# [Exercise details]
Copy the stretch from the start of these lines through the line containing "71L52 62L50 51L47", and switch each occurrence of "blue jacket" to "red jacket". Leave everything else unchanged.
start Supplied data
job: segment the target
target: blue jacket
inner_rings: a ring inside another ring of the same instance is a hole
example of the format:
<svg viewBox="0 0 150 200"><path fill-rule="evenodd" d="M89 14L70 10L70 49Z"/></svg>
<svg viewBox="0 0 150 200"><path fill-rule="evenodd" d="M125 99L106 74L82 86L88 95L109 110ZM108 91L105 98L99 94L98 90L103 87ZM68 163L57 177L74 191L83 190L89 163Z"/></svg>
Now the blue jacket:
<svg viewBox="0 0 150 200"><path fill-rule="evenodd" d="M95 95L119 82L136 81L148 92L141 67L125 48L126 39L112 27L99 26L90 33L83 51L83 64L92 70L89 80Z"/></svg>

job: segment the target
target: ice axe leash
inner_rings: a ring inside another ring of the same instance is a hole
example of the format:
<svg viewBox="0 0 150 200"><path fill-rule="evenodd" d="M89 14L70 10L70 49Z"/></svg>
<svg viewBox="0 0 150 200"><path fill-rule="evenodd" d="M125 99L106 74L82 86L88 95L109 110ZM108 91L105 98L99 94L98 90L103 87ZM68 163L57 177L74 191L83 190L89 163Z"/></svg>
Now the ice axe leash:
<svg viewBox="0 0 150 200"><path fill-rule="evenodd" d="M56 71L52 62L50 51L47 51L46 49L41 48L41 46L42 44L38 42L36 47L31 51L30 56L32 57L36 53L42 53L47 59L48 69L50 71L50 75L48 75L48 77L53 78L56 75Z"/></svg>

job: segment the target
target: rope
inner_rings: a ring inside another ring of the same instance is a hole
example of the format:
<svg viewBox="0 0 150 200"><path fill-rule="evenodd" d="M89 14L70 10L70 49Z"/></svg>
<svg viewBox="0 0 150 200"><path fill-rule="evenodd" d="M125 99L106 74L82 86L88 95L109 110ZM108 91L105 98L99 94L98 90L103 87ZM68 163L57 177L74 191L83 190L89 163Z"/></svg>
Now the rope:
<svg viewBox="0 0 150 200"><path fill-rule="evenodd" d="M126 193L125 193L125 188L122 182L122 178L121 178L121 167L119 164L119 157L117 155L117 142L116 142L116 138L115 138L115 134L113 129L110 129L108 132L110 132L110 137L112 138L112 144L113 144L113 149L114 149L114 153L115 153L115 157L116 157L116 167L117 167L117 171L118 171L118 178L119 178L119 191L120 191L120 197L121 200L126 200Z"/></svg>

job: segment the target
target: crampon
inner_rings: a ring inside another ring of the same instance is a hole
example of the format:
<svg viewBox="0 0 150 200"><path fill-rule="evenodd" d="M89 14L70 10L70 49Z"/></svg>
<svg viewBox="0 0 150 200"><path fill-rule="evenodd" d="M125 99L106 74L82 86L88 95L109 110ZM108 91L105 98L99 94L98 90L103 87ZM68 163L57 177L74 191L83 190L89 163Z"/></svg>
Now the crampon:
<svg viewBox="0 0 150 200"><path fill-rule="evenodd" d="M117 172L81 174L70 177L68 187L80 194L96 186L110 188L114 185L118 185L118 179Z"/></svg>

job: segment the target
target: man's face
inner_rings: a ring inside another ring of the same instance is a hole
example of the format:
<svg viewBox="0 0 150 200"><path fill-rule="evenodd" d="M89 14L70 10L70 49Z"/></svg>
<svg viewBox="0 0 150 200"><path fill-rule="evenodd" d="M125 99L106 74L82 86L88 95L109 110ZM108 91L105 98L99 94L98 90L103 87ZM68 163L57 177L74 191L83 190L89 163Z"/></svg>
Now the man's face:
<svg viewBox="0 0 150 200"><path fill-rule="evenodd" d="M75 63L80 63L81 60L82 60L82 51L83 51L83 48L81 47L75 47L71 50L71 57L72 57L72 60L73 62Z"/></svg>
end Supplied data
# [Finished answer]
job: segment the target
target: red jacket
inner_rings: a ring inside another ring of the same instance is a hole
example of the format:
<svg viewBox="0 0 150 200"><path fill-rule="evenodd" d="M89 14L70 10L70 49Z"/></svg>
<svg viewBox="0 0 150 200"><path fill-rule="evenodd" d="M125 99L106 74L82 86L88 95L109 110ZM108 91L105 98L99 94L98 90L103 87ZM68 163L57 177L74 191L83 190L89 163Z"/></svg>
Now the red jacket:
<svg viewBox="0 0 150 200"><path fill-rule="evenodd" d="M95 95L119 82L136 81L148 92L141 67L125 48L126 39L112 27L99 26L90 33L83 51L83 64L92 70L89 80Z"/></svg>

job: segment the target
target: ice axe leash
inner_rings: a ring inside another ring of the same instance is a hole
example of the format:
<svg viewBox="0 0 150 200"><path fill-rule="evenodd" d="M89 14L70 10L70 49Z"/></svg>
<svg viewBox="0 0 150 200"><path fill-rule="evenodd" d="M125 99L106 74L82 86L88 95L109 110ZM108 91L105 98L99 94L98 90L103 87ZM68 163L57 177L74 191L83 190L89 163Z"/></svg>
Now the ice axe leash:
<svg viewBox="0 0 150 200"><path fill-rule="evenodd" d="M56 71L52 62L50 51L47 51L46 49L41 48L41 46L42 44L38 42L36 47L31 51L30 56L32 57L36 53L42 53L47 59L48 69L50 71L50 75L48 75L48 77L53 78L56 75Z"/></svg>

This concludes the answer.